→ Your instructions
Please gather every line below that contains the string "bridge", treating uppercase and lowercase as different.

→ Extracted entries
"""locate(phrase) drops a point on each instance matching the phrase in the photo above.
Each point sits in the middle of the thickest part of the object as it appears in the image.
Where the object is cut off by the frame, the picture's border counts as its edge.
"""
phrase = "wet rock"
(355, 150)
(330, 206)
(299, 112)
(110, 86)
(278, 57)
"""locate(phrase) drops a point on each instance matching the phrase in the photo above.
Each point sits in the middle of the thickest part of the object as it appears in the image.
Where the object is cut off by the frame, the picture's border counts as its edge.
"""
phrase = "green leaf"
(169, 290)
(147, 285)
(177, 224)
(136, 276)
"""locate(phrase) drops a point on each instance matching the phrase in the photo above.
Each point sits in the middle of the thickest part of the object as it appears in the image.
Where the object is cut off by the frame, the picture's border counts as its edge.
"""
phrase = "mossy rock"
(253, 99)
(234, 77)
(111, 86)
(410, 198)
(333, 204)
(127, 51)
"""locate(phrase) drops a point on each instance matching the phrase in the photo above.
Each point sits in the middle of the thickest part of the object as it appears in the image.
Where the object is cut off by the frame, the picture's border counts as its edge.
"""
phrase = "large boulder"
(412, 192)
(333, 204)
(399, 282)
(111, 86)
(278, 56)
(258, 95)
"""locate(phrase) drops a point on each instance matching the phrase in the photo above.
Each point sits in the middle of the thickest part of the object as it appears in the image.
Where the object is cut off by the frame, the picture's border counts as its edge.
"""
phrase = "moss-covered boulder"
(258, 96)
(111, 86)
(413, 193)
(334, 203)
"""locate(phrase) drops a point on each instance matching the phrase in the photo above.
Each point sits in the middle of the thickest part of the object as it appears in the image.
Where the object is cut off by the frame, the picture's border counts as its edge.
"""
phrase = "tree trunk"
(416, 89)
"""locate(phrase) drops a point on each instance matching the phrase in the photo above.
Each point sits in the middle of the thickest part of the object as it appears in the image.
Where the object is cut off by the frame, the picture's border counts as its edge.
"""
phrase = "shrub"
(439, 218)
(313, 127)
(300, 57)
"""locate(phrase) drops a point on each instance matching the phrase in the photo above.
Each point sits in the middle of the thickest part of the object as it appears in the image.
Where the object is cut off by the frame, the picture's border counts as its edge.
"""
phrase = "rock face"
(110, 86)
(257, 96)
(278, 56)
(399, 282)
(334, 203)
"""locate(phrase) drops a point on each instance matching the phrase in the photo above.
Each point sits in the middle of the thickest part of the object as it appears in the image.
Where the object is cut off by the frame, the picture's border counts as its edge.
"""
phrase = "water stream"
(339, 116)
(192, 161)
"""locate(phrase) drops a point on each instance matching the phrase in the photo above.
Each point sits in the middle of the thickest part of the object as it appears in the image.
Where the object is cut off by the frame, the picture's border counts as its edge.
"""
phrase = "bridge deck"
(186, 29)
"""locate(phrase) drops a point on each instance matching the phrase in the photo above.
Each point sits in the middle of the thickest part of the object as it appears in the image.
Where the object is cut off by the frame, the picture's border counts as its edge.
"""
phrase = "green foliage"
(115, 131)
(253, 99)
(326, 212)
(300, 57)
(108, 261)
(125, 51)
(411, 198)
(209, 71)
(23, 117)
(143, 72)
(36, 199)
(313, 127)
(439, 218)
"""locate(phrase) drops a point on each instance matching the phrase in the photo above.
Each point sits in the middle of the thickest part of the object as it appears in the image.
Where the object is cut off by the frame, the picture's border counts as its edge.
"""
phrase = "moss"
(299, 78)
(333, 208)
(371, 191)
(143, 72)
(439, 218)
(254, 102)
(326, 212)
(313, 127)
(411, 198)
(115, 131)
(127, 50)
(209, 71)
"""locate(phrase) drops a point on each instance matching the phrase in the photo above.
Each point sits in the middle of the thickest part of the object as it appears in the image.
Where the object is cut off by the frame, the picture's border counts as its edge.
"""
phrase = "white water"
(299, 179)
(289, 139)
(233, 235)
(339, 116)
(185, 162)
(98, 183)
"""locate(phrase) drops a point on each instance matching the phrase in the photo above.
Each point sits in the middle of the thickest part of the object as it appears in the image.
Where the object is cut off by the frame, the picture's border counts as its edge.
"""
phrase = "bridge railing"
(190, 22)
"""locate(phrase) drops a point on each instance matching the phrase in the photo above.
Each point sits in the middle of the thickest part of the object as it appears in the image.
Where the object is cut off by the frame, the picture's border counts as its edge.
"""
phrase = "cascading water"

→ Solution for this problem
phrase = "bridge deck"
phrase = "bridge railing"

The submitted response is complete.